— GOAL —
Extract every line of the records below verbatim, leaving the pictures out of your answer.

— RECORDS —
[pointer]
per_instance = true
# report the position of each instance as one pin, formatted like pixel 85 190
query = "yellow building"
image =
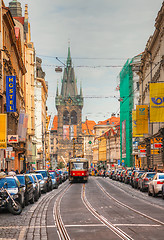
pixel 102 148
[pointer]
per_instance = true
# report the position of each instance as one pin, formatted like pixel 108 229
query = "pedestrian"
pixel 11 173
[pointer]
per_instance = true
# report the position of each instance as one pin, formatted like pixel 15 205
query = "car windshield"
pixel 43 173
pixel 161 176
pixel 11 183
pixel 21 179
pixel 140 174
pixel 39 176
pixel 31 179
pixel 52 175
pixel 150 175
pixel 78 166
pixel 34 176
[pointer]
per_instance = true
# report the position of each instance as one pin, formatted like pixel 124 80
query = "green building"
pixel 126 106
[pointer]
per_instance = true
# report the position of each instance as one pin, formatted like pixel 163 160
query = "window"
pixel 66 118
pixel 73 118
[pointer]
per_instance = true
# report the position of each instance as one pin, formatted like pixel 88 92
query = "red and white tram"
pixel 78 169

— THE REPLY —
[pointer]
per_instance = true
# report the position of each instance as one pin, formatted like pixel 85 190
query = "yellow building"
image =
pixel 102 148
[pointer]
per_instance = true
# report the position of each instance as one pin, formatted like pixel 108 229
query = "pedestrian"
pixel 11 173
[pointer]
per_instance = true
# report the position of each instance as one pin, formatted like pixel 15 205
query = "car windshield"
pixel 43 173
pixel 161 176
pixel 11 183
pixel 21 179
pixel 140 174
pixel 39 176
pixel 31 179
pixel 52 175
pixel 150 175
pixel 78 166
pixel 34 176
[pointer]
per_instance = true
# report the position of each instance as one pin, formatted like pixel 124 80
query = "green building"
pixel 126 106
[pointer]
per_instance = true
# report the position of each instance as one pin, formatted like pixel 163 160
query = "window"
pixel 66 118
pixel 73 118
[pointer]
per_instance = true
# report the position of each instance as one pin, formatted like pixel 88 92
query = "red and white tram"
pixel 78 169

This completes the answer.